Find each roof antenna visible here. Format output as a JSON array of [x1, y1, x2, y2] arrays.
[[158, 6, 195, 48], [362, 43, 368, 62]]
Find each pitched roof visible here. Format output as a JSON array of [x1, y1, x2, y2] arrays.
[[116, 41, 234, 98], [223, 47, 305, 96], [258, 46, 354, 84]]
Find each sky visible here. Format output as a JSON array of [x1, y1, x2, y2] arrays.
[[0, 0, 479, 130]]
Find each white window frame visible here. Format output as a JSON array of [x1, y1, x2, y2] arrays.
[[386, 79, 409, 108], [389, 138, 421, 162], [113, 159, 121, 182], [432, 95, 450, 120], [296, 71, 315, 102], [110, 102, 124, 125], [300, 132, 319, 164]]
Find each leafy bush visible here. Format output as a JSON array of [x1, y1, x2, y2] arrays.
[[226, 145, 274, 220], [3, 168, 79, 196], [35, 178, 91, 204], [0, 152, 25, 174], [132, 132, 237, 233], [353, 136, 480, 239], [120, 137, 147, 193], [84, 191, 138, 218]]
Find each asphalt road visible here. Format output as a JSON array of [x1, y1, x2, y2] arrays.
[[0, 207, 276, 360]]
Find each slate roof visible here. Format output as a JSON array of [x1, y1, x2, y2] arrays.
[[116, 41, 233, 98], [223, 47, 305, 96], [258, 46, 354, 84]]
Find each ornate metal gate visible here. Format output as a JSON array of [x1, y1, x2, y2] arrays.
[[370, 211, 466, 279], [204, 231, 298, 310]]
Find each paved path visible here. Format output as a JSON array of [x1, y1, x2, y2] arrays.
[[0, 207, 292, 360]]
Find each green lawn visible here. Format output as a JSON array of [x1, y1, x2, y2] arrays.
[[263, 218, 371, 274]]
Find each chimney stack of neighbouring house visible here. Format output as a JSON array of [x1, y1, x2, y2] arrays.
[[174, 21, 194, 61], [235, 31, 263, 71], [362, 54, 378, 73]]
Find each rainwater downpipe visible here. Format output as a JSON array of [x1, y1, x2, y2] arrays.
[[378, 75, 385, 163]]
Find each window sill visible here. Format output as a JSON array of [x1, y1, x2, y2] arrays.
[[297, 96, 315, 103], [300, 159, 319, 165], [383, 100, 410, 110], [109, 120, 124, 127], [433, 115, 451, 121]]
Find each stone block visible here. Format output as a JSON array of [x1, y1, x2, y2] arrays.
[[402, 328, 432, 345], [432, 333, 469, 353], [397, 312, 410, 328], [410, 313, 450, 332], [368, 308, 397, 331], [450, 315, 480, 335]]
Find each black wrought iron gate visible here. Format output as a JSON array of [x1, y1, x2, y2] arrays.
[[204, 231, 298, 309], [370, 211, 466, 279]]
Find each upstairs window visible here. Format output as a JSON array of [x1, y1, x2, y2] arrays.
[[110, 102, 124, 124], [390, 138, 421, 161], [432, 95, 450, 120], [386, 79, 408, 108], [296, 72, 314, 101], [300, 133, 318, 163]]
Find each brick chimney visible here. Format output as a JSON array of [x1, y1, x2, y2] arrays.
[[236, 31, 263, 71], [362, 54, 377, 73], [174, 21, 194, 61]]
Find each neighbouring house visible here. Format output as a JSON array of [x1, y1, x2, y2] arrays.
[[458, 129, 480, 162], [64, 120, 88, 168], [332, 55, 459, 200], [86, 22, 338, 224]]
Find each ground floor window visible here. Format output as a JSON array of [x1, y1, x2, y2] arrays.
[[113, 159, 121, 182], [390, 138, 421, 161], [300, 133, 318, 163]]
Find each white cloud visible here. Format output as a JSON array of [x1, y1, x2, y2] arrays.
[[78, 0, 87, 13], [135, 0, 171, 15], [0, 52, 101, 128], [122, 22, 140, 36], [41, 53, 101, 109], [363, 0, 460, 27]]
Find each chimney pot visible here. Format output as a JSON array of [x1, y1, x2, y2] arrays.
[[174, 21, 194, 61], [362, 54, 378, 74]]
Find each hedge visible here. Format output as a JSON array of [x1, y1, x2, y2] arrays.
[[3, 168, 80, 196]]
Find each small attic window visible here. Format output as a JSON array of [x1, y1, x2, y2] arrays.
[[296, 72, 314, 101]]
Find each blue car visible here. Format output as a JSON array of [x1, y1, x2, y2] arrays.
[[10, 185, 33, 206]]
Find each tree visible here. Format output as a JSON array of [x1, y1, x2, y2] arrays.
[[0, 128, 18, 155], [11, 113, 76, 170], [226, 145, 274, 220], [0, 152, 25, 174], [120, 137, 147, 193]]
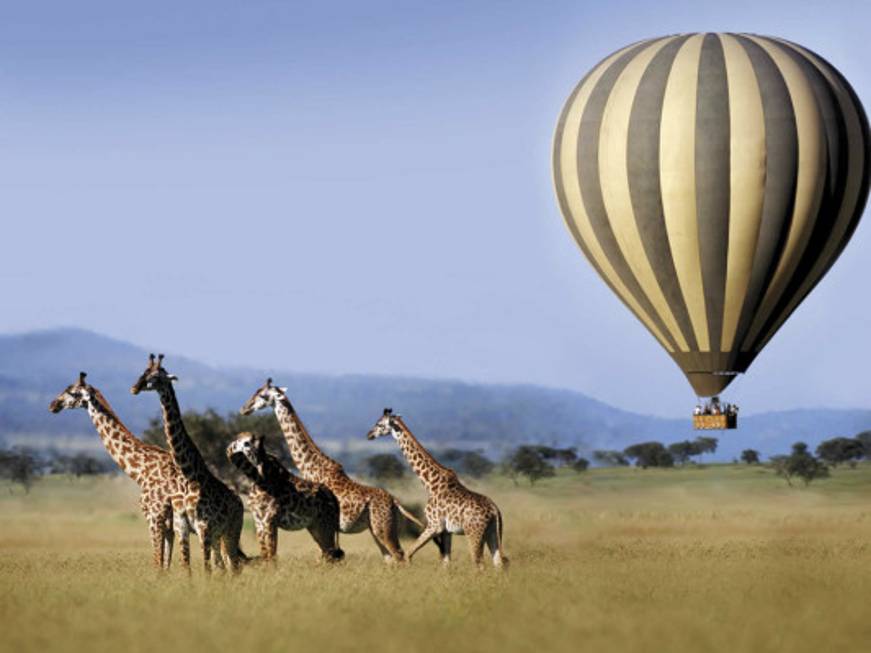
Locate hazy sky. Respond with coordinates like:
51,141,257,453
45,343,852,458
2,1,869,416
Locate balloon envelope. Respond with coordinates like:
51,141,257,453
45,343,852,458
553,33,870,396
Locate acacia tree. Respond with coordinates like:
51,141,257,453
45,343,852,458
740,449,760,465
770,455,793,486
553,447,579,467
440,449,495,478
572,457,590,473
593,450,629,466
855,431,871,459
816,437,865,468
668,440,696,465
0,448,41,493
526,446,578,468
458,451,495,478
504,446,555,485
693,436,718,462
623,442,674,469
365,453,406,482
774,442,829,487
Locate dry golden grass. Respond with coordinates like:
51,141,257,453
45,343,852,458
2,464,871,653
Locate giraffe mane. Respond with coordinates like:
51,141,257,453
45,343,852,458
89,387,124,423
394,415,456,478
89,387,168,455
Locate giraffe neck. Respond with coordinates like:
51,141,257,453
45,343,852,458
273,398,336,479
259,453,293,488
155,384,212,483
392,418,452,491
85,390,153,484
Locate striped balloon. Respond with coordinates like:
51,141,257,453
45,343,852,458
553,33,870,397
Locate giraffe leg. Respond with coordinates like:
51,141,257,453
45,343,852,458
406,526,441,561
148,521,164,569
307,520,344,562
198,525,213,574
439,533,453,566
222,509,245,572
256,521,273,561
219,534,241,573
213,540,226,571
369,528,393,563
485,515,508,570
466,527,486,570
163,527,175,570
161,506,174,570
175,516,191,570
369,505,404,563
265,522,278,561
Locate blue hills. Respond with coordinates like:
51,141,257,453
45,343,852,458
2,328,869,461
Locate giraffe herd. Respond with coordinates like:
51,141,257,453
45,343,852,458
49,354,508,572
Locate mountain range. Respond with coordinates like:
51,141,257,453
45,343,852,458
2,328,869,461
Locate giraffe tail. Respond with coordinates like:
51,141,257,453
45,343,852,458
494,507,509,570
394,500,425,530
394,500,442,550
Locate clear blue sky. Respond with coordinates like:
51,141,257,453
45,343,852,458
1,0,869,416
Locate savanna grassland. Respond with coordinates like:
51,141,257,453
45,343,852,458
2,464,871,653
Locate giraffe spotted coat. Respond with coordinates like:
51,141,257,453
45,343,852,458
367,409,508,569
240,379,436,563
50,372,194,569
132,354,247,572
227,431,344,562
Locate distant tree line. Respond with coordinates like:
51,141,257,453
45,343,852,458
6,412,871,492
587,431,871,488
591,436,718,470
764,431,871,487
0,447,42,492
501,445,589,485
769,443,830,486
0,446,116,493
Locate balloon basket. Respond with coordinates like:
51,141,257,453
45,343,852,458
693,414,737,430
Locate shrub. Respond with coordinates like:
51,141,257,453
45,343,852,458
623,442,674,469
504,446,555,485
365,453,406,482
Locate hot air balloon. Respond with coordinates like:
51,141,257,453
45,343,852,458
552,33,870,428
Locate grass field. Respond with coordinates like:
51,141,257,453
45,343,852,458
2,464,871,653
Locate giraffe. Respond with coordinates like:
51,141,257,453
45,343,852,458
366,408,508,569
240,379,438,563
226,431,344,562
49,372,193,569
131,354,246,572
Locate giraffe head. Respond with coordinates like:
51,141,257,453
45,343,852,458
130,353,178,395
49,372,94,413
367,408,403,440
226,431,266,478
239,378,289,415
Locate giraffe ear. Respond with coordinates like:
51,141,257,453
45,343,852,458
167,374,179,382
279,387,288,394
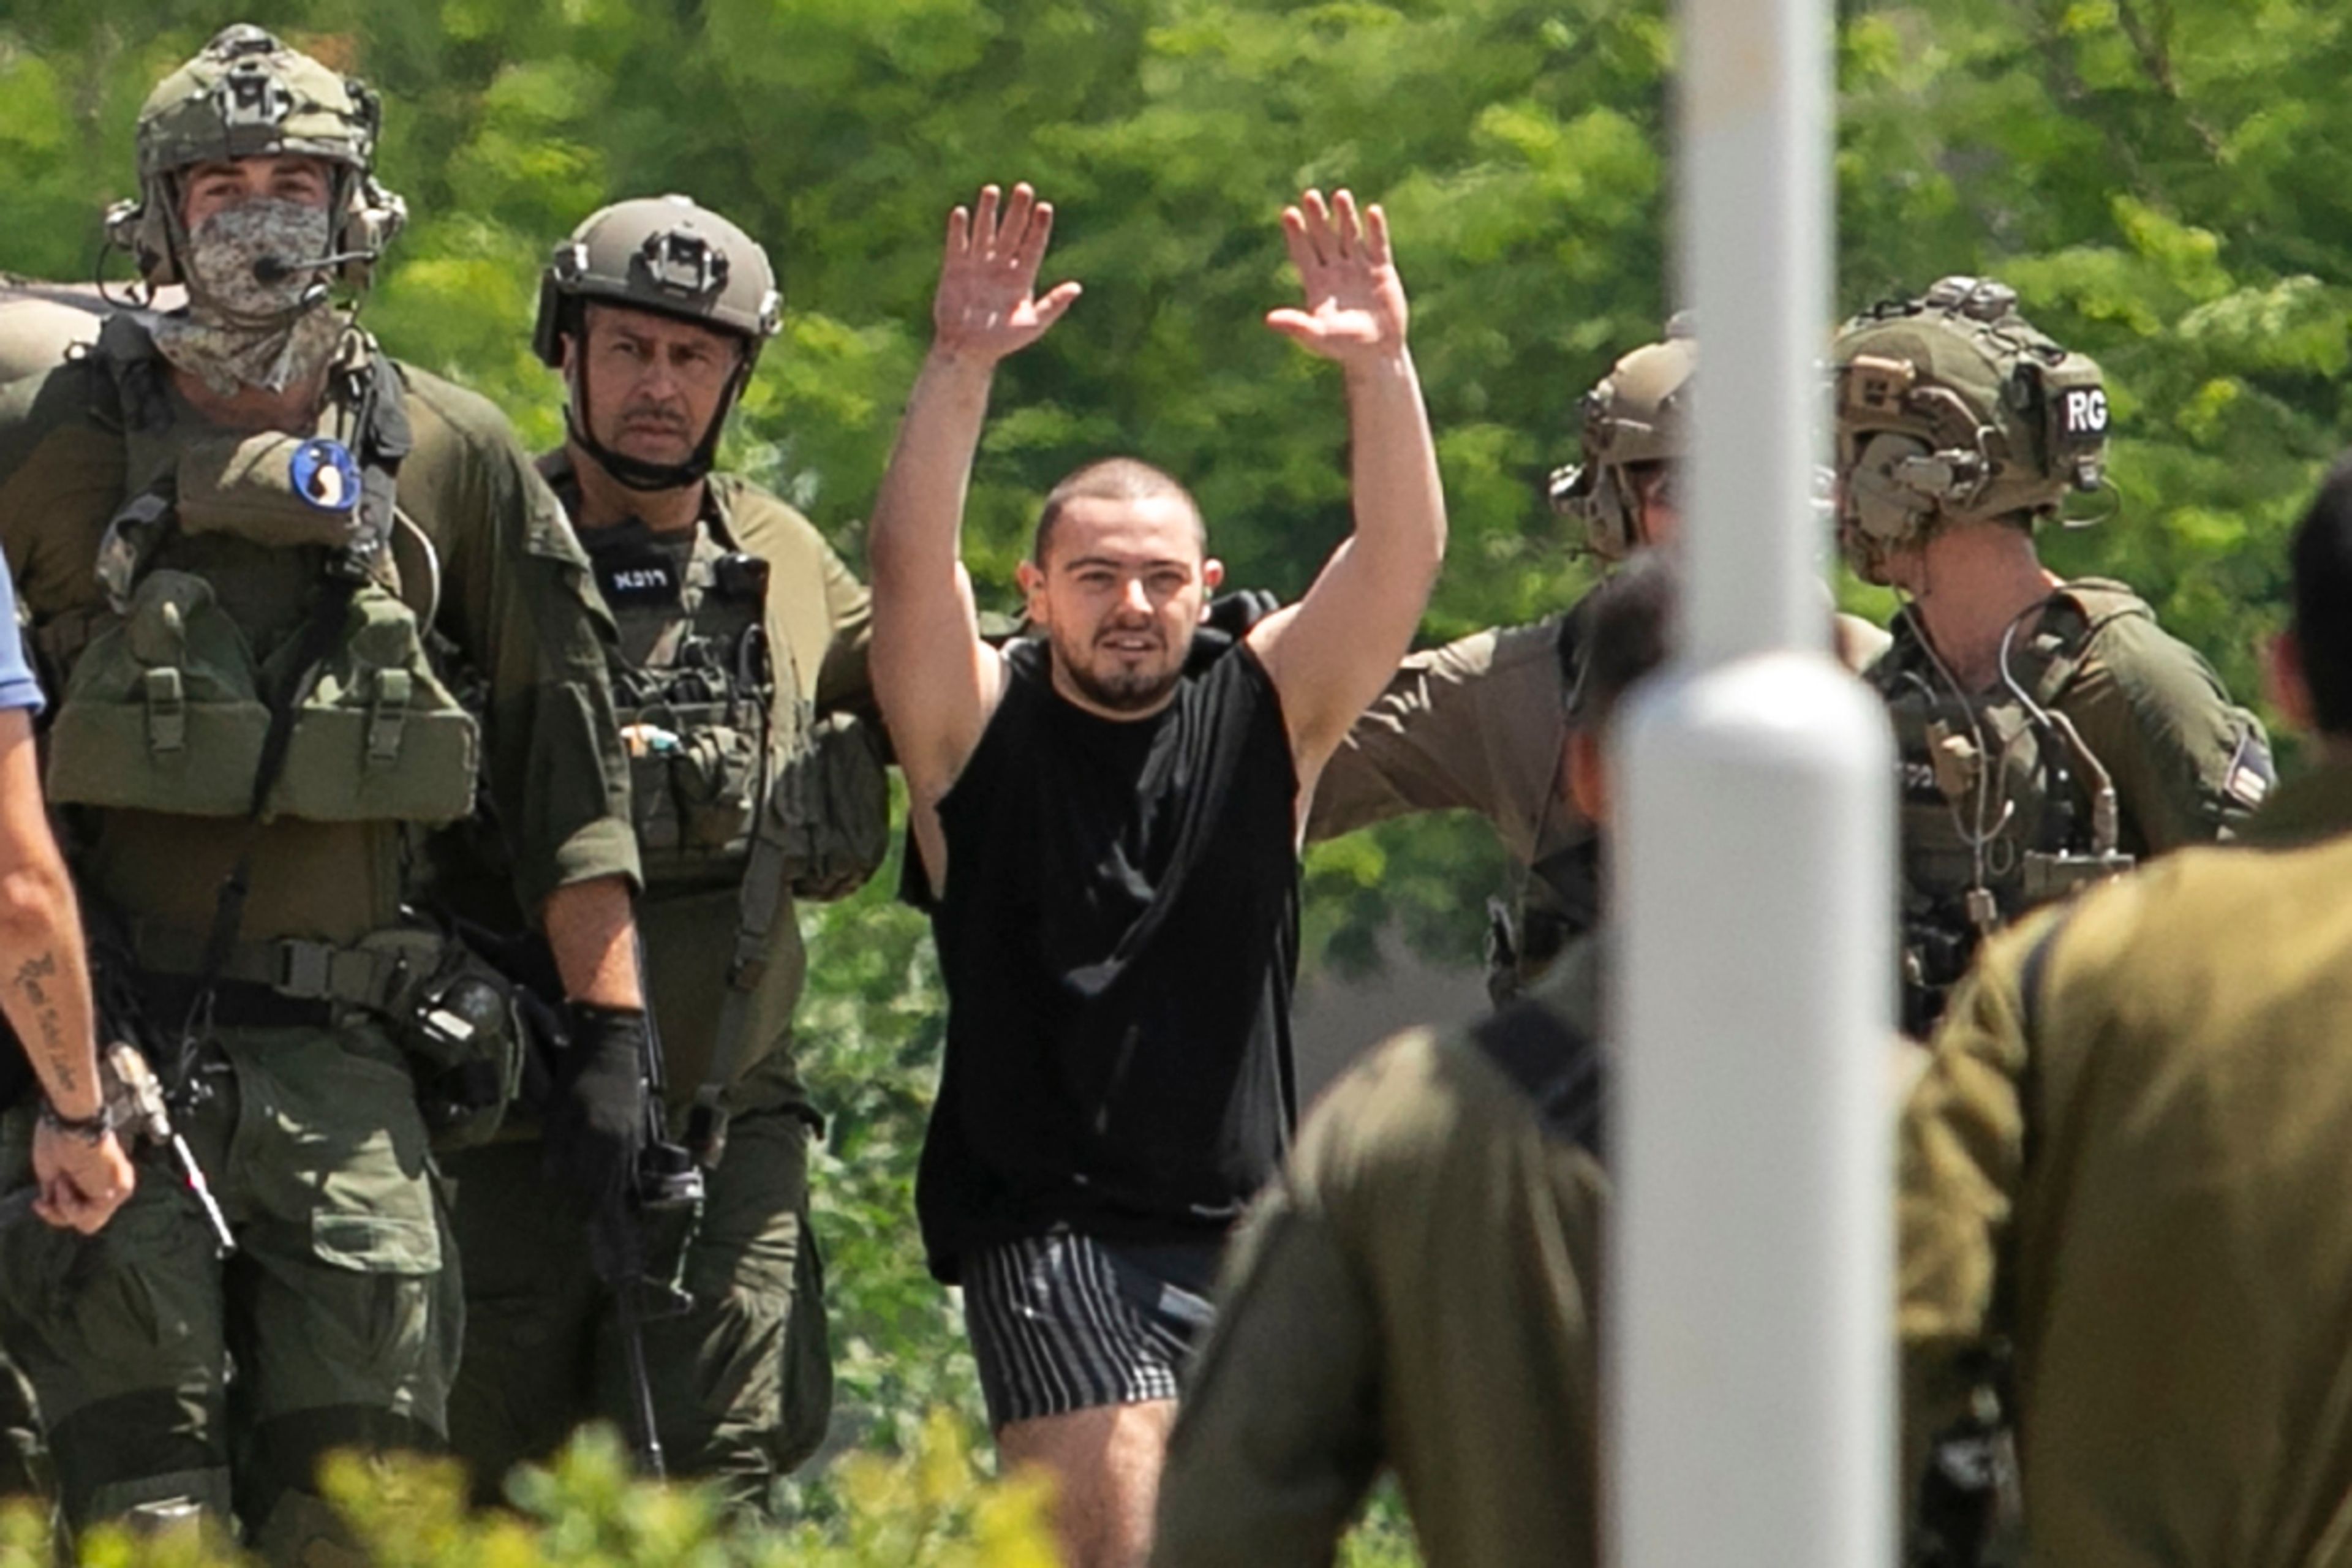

────

▸ **WORK ORDER**: What is needed is every line of the records above that contains the word "giraffe".

▸ **OUTPUT FOR THIS TASK**:
Locate giraffe mane. Respond with coordinates like:
Locate giraffe neck. Respond with coordinates like:
Locate giraffe leg. Respond with coordinates like:
Locate giraffe herd. Respond with coordinates like:
Locate giraffe tail. Respond with coordinates like:
Locate giraffe spotted coat. Respond with coordinates like:
Locate giraffe. Respond with coordinates like:
Locate giraffe head. Respond with coordinates like:
Locate giraffe ear. Respond with coordinates like:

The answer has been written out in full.